# Exercise passage
Regardless of the real effects such juices have on Egyptians´ overall wellbeing, it is a healthier alternative to the rampant self-medication.
Pepsi: sugar cane’s main competitor?
Out of the Arab´s infinite hospitality, I was offered a cold Pepsi by the men in the sugar cane market of Matariyya. As an ostentatious yet unquestionably more appropriate gift than cigarettes, Pepsi had infiltrated the sugar cane´s headquarters.
“Pepsi is actually considered one of the most popular drinks in Egypt,” said Mohsen an advertising agent for PepsiCo Egypt. “After Saudi Arabia, Egypt is the second largest consumer of Pepsi in the Arab World,” he continued.
With massive ads of soccer super stars Messi, Mohamed Salah and Sergio Ramos covering an entire side of Tahrir square, the heart of Cairo, the campaign is symbolic of Pepsi’s intentions for Egyptian bodies.
“Pepsi´s main target group is males ages 21 to 26 who are mostly interested in sports and music.” said Mohsen. “Drinking Pepsi is cool,” said Ahmed with a grin, a 25 year old computer engineer. However, irrevocably, Pepsi has successfully weaved itself into Egyptian culture.
“Ramadan is a high season,” assured Mohsen. “People may break the fast with traditional juices but Pepsi is what you drink after eating,” finality in his voice.
Finally, Pepsi, like sugar cane juice but without the multimillion dollar campaigns, targets everyone. “We offer our products in different sizes to suit our consumers’ needs,” explained Mohsen.
“Reusable glass-bottles are only one pound, cans are 3 L.E., and in Upper Egypt, we sell smaller sizes so that people can afford them.” Thus, despite asab being only 1 L.E., pepsi manages to compete for the coveted title of “Egypt´s national drink.”
The myriad tastes and colors of sugar cane juice
Not every jug of sugar cane juice is identical. Color, location and sweetness are all different aspects of what makes asab unique, while also acting as its own natural system for quality control.
By general consensus amongst the juice shop owners, the best sugar cane comes from Upper Egypt, particularly from Al-Minya and Markas Malawi, said my now friends in galabeyas.

# Work instruction 1
Write out the stretch of the passage on Pepsi and sugar cane juice in Egypt from "With massive ads" through "for Egyptian bodies.".
# Work instruction 2
Answer these questions from the passage on Pepsi and sugar cane juice in Egypt:
(a) According to Mohsen, which country in the Arab World consumes more Pepsi than Egypt?
(b) How much does a reusable glass bottle of Pepsi cost?
(c) Which two places in Upper Egypt are named as sources of the best sugar cane?

# Dataset records
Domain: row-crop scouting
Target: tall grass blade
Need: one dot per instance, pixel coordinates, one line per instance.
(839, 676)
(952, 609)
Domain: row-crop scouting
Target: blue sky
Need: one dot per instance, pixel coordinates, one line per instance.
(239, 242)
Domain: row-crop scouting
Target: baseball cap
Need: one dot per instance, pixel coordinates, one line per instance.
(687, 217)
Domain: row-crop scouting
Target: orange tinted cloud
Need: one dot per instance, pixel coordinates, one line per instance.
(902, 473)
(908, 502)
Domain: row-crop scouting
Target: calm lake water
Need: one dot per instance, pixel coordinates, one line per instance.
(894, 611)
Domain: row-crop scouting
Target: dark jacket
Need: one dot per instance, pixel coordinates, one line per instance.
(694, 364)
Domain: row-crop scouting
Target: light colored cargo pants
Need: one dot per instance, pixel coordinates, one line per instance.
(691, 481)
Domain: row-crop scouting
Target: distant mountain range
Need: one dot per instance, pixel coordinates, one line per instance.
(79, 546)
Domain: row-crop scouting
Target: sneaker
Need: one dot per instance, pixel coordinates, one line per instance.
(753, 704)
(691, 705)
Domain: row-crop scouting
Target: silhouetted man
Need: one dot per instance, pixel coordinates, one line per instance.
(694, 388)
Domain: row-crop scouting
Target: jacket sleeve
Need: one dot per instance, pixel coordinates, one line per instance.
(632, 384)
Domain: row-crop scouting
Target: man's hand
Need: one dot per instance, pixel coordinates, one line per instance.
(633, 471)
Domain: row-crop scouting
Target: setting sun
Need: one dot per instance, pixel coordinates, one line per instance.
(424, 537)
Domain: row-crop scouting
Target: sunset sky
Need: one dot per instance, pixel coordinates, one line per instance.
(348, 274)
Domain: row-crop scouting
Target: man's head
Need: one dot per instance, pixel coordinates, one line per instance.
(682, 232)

# Answer area 1
With massive ads of soccer super stars Messi, Mohamed Salah and Sergio Ramos covering an entire side of Tahrir square, the heart of Cairo, the campaign is symbolic of Pepsi’s intentions for Egyptian bodies.

# Answer area 2
(a) Saudi Arabia
(b) One pound
(c) Al-Minya and Markas Malawi